PROVIDED DATA =>
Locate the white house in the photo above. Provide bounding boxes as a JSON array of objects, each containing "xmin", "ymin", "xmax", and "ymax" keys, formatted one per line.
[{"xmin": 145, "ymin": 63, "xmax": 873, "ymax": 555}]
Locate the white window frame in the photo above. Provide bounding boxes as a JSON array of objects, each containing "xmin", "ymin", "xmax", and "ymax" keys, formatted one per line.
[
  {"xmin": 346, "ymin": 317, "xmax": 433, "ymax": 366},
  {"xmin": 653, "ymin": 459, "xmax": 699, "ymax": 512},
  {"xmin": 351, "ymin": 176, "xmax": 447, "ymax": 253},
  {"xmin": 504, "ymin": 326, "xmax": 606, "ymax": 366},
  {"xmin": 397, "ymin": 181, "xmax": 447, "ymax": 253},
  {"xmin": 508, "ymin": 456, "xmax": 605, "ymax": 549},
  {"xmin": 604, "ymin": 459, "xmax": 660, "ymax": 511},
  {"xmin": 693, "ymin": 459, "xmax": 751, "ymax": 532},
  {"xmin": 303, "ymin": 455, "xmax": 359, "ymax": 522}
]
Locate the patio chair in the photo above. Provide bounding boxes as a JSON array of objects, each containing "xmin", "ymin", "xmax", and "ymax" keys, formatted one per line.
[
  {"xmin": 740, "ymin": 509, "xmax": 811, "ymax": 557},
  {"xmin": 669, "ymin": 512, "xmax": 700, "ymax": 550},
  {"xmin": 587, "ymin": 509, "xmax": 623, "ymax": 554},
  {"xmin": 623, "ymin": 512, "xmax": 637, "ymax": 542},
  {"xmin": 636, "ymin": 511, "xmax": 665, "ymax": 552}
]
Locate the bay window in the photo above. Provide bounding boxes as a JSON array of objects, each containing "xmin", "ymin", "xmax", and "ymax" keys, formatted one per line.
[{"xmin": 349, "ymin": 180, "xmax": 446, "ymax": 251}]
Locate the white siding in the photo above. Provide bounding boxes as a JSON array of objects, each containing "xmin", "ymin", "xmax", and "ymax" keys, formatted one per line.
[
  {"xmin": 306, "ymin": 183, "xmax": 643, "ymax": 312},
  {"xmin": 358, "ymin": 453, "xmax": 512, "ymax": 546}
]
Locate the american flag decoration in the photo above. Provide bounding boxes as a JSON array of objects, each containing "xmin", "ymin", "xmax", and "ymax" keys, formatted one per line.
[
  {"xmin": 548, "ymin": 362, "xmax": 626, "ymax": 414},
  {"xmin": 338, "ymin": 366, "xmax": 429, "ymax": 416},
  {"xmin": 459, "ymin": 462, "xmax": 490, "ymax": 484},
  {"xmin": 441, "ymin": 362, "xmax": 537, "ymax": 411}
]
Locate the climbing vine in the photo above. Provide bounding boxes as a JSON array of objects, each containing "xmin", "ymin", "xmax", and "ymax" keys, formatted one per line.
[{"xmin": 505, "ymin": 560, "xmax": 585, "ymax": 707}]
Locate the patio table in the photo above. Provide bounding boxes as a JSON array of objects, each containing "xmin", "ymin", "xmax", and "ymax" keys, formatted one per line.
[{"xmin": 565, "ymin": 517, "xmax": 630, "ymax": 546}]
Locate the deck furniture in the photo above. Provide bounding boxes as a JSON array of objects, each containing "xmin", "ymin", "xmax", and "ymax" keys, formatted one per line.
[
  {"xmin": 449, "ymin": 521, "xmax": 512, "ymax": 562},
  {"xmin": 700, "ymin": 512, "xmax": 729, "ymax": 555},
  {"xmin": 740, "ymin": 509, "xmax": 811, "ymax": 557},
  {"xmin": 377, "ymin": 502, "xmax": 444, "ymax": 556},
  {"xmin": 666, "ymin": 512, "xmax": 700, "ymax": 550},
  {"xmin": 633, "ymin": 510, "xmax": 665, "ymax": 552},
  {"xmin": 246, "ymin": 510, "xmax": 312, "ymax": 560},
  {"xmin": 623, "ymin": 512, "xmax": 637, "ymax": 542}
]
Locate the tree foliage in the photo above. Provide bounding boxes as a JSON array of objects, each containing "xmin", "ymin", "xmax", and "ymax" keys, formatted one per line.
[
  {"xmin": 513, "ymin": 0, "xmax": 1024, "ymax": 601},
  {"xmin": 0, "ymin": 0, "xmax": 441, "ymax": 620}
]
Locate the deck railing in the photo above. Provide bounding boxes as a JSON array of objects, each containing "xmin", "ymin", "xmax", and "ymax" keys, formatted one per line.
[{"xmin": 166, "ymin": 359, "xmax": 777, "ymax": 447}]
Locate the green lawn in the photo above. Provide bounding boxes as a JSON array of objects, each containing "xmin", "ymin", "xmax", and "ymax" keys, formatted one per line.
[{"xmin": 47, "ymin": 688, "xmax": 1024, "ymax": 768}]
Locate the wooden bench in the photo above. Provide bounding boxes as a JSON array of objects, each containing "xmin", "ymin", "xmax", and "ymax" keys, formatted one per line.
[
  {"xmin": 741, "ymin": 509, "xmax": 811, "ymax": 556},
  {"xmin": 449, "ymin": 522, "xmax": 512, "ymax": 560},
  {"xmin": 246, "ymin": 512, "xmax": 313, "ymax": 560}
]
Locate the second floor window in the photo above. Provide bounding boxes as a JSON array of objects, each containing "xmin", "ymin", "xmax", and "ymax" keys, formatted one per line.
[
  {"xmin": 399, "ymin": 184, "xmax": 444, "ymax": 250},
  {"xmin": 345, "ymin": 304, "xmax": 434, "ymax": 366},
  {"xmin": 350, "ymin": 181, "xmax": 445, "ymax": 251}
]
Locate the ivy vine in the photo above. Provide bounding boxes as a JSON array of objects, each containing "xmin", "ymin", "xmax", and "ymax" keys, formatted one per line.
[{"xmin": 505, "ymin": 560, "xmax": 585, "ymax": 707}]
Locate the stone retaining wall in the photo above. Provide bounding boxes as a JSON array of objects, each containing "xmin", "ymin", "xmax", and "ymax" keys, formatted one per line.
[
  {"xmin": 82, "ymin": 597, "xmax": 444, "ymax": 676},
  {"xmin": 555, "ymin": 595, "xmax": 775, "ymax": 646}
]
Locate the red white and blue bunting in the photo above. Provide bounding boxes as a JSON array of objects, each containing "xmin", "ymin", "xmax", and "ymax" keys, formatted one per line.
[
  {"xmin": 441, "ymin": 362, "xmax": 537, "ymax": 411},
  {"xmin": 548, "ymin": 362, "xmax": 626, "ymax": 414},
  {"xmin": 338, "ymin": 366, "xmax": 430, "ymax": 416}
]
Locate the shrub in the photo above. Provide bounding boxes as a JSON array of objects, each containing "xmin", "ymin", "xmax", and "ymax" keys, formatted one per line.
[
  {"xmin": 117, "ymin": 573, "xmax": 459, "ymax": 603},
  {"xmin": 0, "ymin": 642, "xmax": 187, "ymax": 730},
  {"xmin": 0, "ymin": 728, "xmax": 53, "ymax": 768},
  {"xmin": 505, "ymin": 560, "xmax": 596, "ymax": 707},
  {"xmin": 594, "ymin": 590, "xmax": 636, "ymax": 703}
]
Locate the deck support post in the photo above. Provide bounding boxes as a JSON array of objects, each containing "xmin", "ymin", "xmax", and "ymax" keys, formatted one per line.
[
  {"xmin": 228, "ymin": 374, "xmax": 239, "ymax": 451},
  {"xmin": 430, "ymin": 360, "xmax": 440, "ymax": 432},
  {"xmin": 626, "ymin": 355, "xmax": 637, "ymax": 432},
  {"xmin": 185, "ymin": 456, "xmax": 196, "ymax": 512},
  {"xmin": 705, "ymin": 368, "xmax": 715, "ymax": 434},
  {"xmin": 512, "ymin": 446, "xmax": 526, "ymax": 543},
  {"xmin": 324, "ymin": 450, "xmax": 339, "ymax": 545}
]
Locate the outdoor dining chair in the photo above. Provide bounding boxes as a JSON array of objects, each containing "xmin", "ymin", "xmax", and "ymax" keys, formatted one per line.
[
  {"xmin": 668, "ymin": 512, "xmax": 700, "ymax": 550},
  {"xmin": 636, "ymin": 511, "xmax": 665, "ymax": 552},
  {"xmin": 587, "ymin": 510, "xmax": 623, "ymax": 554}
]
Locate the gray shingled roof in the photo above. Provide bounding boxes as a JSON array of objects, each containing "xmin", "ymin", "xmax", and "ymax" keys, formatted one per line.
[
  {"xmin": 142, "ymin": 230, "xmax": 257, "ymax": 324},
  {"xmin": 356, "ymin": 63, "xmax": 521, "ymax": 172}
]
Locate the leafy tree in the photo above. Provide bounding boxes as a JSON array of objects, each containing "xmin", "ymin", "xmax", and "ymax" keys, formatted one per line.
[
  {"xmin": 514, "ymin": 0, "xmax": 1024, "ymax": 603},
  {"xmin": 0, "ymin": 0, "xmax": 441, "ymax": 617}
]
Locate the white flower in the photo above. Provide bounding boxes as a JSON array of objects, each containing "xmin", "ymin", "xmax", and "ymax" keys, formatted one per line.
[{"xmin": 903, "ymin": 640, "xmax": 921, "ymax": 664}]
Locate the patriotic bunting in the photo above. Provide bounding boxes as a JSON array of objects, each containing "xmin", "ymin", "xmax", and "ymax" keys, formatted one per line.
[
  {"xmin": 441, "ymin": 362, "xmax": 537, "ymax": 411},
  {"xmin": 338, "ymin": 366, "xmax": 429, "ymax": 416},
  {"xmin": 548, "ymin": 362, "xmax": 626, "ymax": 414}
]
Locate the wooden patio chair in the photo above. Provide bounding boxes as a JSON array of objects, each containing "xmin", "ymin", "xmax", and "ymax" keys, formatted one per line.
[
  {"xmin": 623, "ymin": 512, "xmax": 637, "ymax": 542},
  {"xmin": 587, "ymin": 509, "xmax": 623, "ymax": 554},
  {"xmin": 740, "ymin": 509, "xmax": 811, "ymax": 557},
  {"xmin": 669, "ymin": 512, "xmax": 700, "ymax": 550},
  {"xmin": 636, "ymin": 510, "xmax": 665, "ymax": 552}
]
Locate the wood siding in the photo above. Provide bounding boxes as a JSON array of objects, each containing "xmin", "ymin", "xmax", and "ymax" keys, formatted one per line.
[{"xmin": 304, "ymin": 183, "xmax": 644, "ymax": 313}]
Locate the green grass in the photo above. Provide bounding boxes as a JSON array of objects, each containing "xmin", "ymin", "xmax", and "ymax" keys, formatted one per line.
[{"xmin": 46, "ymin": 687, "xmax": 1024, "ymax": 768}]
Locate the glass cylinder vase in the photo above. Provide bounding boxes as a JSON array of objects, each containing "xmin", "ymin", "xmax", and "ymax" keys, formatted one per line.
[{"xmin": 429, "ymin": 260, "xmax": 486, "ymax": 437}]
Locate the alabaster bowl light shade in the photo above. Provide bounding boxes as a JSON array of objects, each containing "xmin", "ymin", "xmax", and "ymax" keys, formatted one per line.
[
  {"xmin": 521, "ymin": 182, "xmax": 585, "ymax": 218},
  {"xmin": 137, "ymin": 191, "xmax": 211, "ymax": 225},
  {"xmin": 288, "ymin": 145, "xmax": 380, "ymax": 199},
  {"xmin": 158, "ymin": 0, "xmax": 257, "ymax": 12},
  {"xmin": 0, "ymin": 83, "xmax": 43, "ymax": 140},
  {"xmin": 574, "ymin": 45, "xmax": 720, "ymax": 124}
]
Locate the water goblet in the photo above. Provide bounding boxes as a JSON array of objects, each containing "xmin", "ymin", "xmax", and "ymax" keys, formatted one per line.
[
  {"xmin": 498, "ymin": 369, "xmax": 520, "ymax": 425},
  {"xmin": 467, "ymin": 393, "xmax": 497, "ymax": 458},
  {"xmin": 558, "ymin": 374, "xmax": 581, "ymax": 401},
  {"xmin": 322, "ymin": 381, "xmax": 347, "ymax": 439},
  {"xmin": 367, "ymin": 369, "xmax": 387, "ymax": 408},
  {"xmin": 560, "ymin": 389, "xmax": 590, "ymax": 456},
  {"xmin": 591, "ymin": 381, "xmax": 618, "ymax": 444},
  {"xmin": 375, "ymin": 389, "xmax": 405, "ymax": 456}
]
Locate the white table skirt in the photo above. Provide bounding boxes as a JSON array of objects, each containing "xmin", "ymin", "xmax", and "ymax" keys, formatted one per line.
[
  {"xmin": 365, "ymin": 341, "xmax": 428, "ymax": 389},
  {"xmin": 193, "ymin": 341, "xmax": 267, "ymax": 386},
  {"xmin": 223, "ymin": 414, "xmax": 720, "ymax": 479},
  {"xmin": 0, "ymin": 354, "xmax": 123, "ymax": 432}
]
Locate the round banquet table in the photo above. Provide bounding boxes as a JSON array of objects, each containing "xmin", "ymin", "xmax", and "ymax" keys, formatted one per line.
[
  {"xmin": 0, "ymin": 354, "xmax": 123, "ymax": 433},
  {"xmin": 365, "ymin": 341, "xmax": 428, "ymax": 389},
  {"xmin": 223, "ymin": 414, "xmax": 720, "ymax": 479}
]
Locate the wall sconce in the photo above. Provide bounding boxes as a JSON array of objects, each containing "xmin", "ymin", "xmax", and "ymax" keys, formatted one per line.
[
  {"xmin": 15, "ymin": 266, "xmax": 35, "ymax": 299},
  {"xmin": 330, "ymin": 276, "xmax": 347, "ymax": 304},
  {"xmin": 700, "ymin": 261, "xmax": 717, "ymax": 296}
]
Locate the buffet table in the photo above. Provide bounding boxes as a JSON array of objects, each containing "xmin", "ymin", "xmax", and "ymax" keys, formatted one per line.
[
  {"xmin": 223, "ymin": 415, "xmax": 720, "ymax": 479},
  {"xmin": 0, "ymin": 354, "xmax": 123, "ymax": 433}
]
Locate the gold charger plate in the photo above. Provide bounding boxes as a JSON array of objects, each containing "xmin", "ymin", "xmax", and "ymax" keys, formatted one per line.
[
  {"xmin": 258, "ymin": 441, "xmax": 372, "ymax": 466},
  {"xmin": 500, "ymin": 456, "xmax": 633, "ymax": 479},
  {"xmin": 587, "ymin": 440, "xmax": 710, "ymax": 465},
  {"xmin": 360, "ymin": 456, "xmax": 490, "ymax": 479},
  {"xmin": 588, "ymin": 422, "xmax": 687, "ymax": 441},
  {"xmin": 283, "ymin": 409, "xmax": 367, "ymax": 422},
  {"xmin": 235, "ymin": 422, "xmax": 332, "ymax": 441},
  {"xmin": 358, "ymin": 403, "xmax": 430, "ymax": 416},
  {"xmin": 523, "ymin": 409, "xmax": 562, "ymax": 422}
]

YOUR INSTRUCTIONS => Format everything in the data above, from the line containing "Locate the wall" down to the last line, as a numbered list, skipping any blank lines.

COMPLETE OUTPUT =>
1. Locate the wall sconce in the photo above. Provide bounding boxes as a JSON array of objects, each containing "xmin", "ymin", "xmax", and "ymax" keys, formatted one per line.
2. [
3.   {"xmin": 15, "ymin": 266, "xmax": 35, "ymax": 299},
4.   {"xmin": 330, "ymin": 276, "xmax": 347, "ymax": 304},
5.   {"xmin": 700, "ymin": 261, "xmax": 717, "ymax": 296}
6. ]
7. Locate the buffet table in the photo above. Provide bounding boxes as a JSON array of objects, each containing "xmin", "ymin", "xmax", and "ymax" keys, formatted one per line.
8. [
9.   {"xmin": 223, "ymin": 415, "xmax": 720, "ymax": 479},
10.   {"xmin": 0, "ymin": 354, "xmax": 123, "ymax": 433}
11. ]
12. Locate the gold charger plate in the photo above. Provide bounding boxes as a JSON array of objects, each containing "xmin", "ymin", "xmax", and "ymax" keys, formatted one per line.
13. [
14.   {"xmin": 258, "ymin": 441, "xmax": 372, "ymax": 466},
15.   {"xmin": 500, "ymin": 456, "xmax": 633, "ymax": 479},
16.   {"xmin": 587, "ymin": 440, "xmax": 710, "ymax": 465},
17.   {"xmin": 360, "ymin": 456, "xmax": 490, "ymax": 479},
18.   {"xmin": 588, "ymin": 422, "xmax": 687, "ymax": 441},
19.   {"xmin": 283, "ymin": 409, "xmax": 367, "ymax": 422},
20.   {"xmin": 235, "ymin": 422, "xmax": 332, "ymax": 441},
21.   {"xmin": 358, "ymin": 403, "xmax": 430, "ymax": 416},
22.   {"xmin": 523, "ymin": 409, "xmax": 562, "ymax": 422}
23. ]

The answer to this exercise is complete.